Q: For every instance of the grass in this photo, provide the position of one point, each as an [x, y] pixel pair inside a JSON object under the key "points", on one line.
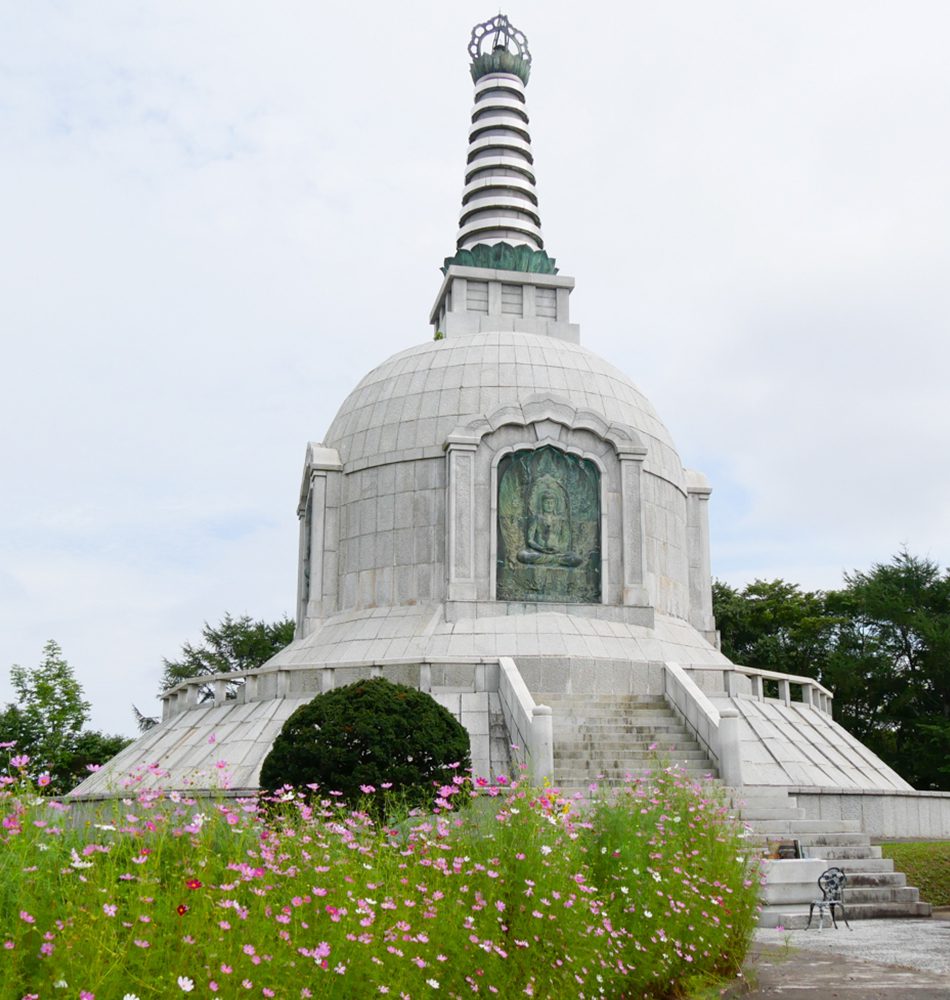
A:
{"points": [[648, 892], [926, 865]]}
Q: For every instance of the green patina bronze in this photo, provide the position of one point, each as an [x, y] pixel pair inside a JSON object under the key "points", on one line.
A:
{"points": [[548, 528], [497, 46], [503, 257], [501, 61]]}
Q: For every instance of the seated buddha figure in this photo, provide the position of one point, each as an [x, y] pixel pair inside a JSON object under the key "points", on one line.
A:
{"points": [[548, 535]]}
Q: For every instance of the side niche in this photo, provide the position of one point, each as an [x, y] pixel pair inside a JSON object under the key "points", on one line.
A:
{"points": [[549, 545]]}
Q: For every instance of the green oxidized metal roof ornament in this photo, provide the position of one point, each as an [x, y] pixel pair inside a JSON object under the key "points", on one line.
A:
{"points": [[499, 47], [503, 257]]}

_ _ _

### STATED GOAL:
Give back all the records above word for word, from the first line to the last, but leave out the pictures.

### EXERCISE RESULT:
Q: For every instance of the grass in this photo, provide the position of one point, each as an [x, y] pixel pair inside a JSON object under the key "points", on one line.
A:
{"points": [[648, 892], [926, 865]]}
Q: For every instance of the green patina bronze in this photo, provide the position of one point, each as an [x, y] pixel pair inside a JSON object under the key "points", on one line.
A:
{"points": [[548, 528], [497, 46], [503, 257], [501, 61]]}
Q: For every instance of the seated buddha figure in this photo, provide the position of one point, each as an [x, y] pixel pair inside a JSON object under the key "points", on one line.
A:
{"points": [[548, 535]]}
Q: For every instance of the side niche in this photo, provide the position of one point, each as an [x, y] pixel pair inside a JSON object under the key "points", on one line.
A:
{"points": [[549, 545]]}
Q: For every instance of the green oxidized metal roof ornament in this photo, provide the position of one point, each as an [x, y] pixel pair inside a JSON object under the key "points", on one line.
A:
{"points": [[499, 47], [503, 257]]}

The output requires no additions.